[Excerpt]

Horizon 2020: a new era of EU research power?

Can you think of any activity on Earth whose budget is growing by 75 per cent in the current economic climate? Meet Horizon 2020, the European Union’s research programme. It is the successor to the previous seven Framework programmes for research, and runs from 2014 to 2020.

Its importance for anyone concerned with universities is simple. Horizon 2020 has a budget of €77 billion, about $104 billion. That is about twice the budget of the National Science Foundation, the biggest general research funder in the US, for the same period (although the specialist US funder of medical research, the National Institutes of Health, is rather larger). Another comparison might be with national research spending in Europe. The UK is one of Europe’s biggest research powers. Its seven research councils invest about £3 billion a year, or about €3.6 billion. The European Commission will be spending about €13 billion a year under Horizon 2020.

And of course, this major emerging player will coexist alongside the existing national systems for funding research. As many European nations already back their researchers strongly by world standards, the result could be that Europe’s science is surprisingly well-supported.

One issue with all European funding, as Eurosceptic commentators like to point out, is that it tends to be used on politically-determined pet projects, not on things that really matter. Doubtless this criticism will be laid at the door of Horizon 2020, perhaps correctly in some cases. However, most of the money will find its way to universities and small business, via broad programmes in areas such as climate change and innovative manufacturing. These headings leave scope for academics to get support for important basic and applied research, and for international cooperation, always a priority where EU funds are being spent.

More importantly for Europe’s top universities, about €13 billion of the money will be spent by the European Research Council, a body set up specifically to make EU researchers compete on a continental scale. The ERC was intended as a European version of the NSF, to help ensure that Europe’s top researchers are of world standard. It looks for top research irrespective of the nation in which it occurs.

Most ERC funding is already going to elite institutions, reinforcing the effects of national programmes to strengthen a limited group of research-intensive universities. A look at the results for top continental European universities in the current World University Rankings suggests that institutions such as the Technical University of Munich and Heidelberg University tend to lag on our measure of cited papers per faculty member. As highly-cited papers are one outcome that the ERC wants from the research it supports, its funding may serve to strengthen this area of comparative weakness in future years.

[Listed records]
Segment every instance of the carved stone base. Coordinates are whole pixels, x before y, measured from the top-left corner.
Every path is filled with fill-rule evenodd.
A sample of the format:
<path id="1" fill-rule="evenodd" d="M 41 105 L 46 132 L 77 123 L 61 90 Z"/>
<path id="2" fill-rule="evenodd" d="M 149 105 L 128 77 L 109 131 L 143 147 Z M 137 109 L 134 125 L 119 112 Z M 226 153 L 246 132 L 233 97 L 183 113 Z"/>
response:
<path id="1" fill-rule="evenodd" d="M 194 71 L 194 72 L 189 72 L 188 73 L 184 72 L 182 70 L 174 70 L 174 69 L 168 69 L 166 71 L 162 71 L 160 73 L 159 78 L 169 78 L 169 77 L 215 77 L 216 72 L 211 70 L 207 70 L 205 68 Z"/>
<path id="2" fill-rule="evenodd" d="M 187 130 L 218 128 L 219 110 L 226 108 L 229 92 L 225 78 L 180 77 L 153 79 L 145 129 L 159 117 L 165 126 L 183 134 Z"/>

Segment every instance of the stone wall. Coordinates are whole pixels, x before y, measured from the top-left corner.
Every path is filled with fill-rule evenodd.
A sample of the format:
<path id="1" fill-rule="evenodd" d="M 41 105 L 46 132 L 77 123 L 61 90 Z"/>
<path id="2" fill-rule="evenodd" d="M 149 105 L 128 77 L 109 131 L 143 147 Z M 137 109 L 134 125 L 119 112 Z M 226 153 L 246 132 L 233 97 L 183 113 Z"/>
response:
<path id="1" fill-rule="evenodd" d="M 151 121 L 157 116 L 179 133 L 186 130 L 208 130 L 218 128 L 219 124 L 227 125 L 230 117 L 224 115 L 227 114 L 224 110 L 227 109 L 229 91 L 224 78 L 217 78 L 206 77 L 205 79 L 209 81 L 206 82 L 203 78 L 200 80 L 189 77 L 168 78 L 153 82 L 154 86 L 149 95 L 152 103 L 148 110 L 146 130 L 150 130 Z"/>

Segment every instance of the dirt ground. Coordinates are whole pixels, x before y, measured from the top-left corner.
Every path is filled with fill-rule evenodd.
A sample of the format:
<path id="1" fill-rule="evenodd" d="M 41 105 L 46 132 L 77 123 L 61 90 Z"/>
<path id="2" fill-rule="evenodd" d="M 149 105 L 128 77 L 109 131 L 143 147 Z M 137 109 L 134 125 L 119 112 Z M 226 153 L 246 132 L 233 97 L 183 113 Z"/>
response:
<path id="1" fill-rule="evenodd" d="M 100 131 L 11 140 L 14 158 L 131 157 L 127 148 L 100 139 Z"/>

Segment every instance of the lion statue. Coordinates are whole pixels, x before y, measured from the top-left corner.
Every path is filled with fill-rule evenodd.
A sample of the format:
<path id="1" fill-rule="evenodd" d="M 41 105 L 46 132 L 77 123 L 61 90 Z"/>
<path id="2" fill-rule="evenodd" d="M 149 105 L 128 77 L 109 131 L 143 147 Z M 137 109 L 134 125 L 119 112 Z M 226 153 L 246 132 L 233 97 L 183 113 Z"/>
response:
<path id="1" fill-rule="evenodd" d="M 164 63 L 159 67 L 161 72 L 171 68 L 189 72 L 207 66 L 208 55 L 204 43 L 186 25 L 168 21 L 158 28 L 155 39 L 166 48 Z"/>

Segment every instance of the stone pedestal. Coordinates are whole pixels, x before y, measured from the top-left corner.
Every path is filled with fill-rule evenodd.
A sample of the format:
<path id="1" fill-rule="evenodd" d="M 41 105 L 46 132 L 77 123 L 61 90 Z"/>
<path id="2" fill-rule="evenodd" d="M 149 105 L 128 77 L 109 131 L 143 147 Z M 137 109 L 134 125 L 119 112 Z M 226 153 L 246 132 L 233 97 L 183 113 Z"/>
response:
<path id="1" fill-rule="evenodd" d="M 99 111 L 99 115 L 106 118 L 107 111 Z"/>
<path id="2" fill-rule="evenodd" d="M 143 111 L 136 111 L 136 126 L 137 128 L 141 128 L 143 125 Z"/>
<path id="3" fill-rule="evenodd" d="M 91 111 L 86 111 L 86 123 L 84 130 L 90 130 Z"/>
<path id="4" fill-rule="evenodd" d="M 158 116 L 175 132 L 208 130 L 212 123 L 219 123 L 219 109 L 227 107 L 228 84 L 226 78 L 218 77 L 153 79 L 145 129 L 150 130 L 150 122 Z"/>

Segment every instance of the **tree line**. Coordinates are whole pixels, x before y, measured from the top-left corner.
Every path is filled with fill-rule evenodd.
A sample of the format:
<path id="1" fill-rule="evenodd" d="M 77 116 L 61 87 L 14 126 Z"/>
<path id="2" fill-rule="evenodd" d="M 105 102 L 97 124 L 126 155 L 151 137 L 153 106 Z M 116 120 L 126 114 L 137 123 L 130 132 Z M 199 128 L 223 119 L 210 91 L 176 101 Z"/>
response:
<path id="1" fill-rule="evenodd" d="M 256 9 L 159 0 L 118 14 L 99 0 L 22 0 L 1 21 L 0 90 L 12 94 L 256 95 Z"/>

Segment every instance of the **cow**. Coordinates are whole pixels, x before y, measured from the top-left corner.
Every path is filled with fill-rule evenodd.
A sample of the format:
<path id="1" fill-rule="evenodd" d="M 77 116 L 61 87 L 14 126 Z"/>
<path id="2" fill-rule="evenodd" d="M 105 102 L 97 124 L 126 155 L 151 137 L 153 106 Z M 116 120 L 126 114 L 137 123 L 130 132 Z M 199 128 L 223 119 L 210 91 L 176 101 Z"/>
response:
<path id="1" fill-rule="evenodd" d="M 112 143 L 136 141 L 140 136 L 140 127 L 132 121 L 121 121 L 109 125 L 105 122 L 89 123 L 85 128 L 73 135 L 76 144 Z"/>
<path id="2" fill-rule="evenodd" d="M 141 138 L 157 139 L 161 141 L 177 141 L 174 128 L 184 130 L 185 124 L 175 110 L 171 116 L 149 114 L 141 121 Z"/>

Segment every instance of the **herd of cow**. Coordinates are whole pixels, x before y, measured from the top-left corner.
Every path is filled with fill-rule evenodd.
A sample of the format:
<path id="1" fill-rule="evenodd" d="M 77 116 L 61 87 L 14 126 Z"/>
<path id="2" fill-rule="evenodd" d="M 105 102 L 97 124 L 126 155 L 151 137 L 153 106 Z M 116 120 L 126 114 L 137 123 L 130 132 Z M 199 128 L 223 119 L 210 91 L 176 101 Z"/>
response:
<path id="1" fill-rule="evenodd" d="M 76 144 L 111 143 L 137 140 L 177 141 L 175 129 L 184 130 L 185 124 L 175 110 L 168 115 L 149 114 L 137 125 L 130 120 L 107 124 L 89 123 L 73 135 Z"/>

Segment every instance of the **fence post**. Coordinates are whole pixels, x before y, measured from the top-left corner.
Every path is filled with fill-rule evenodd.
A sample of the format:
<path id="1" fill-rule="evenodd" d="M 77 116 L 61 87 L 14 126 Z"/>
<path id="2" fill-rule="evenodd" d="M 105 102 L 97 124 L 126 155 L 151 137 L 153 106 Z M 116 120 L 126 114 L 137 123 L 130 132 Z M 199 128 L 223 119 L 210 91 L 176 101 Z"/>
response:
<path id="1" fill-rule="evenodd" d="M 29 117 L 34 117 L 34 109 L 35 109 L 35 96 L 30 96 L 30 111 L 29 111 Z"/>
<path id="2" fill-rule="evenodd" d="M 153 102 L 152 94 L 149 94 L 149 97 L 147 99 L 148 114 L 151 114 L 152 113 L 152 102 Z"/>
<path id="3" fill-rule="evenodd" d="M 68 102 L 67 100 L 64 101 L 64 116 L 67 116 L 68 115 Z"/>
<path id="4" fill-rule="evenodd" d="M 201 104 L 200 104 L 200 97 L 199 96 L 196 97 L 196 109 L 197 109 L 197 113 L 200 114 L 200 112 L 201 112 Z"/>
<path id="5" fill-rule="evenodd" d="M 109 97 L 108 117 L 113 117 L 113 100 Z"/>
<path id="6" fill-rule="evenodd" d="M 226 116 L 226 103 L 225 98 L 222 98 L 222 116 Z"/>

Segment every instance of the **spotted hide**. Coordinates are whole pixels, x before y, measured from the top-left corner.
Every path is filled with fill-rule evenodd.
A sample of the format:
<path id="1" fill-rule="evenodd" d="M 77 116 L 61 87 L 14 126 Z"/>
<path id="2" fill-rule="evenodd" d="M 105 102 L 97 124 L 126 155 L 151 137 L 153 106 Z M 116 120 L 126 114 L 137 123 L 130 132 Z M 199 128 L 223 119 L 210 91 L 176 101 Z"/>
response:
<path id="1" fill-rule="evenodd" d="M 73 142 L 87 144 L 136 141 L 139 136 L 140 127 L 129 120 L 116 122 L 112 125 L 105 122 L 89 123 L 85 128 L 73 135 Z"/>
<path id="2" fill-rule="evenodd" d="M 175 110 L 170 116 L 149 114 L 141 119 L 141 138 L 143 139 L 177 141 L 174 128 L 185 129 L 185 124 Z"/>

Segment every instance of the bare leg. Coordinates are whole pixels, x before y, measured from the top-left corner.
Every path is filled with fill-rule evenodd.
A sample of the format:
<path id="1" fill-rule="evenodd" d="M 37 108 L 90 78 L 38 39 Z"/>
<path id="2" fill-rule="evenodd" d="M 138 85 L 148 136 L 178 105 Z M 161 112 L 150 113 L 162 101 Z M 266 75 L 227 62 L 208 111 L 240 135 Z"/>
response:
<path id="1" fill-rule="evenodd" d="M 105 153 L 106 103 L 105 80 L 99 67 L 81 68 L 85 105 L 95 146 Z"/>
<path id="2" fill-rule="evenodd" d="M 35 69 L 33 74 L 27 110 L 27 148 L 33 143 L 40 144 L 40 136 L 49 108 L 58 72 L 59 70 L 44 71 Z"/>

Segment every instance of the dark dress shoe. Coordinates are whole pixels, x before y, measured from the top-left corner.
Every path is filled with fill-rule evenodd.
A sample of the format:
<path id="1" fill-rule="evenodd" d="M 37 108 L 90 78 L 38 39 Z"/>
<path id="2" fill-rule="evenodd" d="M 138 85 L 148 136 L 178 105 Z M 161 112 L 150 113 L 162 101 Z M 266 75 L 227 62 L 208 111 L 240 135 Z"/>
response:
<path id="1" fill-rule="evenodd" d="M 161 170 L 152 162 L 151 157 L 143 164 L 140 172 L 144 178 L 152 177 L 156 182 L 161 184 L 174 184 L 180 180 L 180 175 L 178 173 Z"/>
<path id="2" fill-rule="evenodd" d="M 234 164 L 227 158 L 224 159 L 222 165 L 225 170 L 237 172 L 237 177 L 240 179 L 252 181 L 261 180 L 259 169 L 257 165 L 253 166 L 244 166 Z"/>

[Using the information]
1. According to the Horizon 2020 article, about how much of the money will the European Research Council spend?
2. Retype the Horizon 2020 article from "Its importance for" to "under Horizon 2020.".
3. List every amount of money that the Horizon 2020 article gives in euros.

[Solutions to each task]
1. About €13 billion.

2.
Its importance for anyone concerned with universities is simple. Horizon 2020 has a budget of €77 billion, about $104 billion. That is about twice the budget of the National Science Foundation, the biggest general research funder in the US, for the same period (although the specialist US funder of medical research, the National Institutes of Health, is rather larger). Another comparison might be with national research spending in Europe. The UK is one of Europe’s biggest research powers. Its seven research councils invest about £3 billion a year, or about €3.6 billion. The European Commission will be spending about €13 billion a year under Horizon 2020.

3.
- €77 billion
- about €3.6 billion
- about €13 billion a year
- about €13 billion